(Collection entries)

-------------------------

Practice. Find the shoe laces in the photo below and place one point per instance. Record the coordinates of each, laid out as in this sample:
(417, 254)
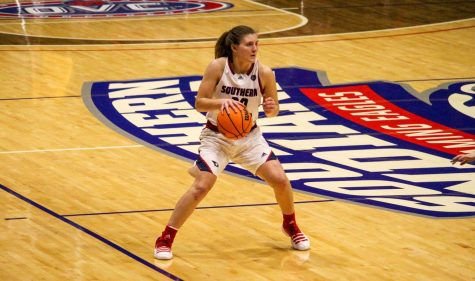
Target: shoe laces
(163, 241)
(292, 229)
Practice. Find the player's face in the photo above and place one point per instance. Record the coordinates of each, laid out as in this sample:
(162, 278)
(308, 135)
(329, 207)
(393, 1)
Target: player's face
(247, 48)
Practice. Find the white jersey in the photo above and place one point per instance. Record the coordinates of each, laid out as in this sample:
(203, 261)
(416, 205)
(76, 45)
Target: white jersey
(245, 88)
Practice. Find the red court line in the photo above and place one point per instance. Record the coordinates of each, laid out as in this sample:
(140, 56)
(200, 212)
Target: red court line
(262, 44)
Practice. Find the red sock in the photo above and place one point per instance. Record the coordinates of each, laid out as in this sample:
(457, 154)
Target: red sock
(290, 224)
(289, 219)
(169, 233)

-------------------------

TASK REQUIREMENTS:
Copy out the data above exactly, except the pictures.

RESULT BELOW:
Practice. Find the shoe laces in the photo below and place one point per instance. Record the coordinates of each, laid out as in this sample:
(417, 254)
Target: shoe laces
(163, 241)
(292, 229)
Practice. Find the player's face in the photo above and place one point per instance. Record the coordinates of each, laid out as in this sample:
(162, 278)
(308, 135)
(329, 207)
(393, 1)
Target: player's face
(247, 48)
Practice. Find the white jersey in the photo above and place one point per instance. Record the coordinates of each, laid out as in this sample:
(203, 261)
(416, 205)
(76, 45)
Target: white jersey
(245, 88)
Practice. Find the red court line in the photo above and place one point per instance. Record the coordinates of each, laid out as in this sample:
(140, 56)
(200, 212)
Target: red court line
(262, 44)
Practice. Find the red sock in the photo above and place one point per instance. Record the coordinates of each, laid out as in this sample:
(457, 154)
Target: red sock
(290, 224)
(289, 219)
(169, 233)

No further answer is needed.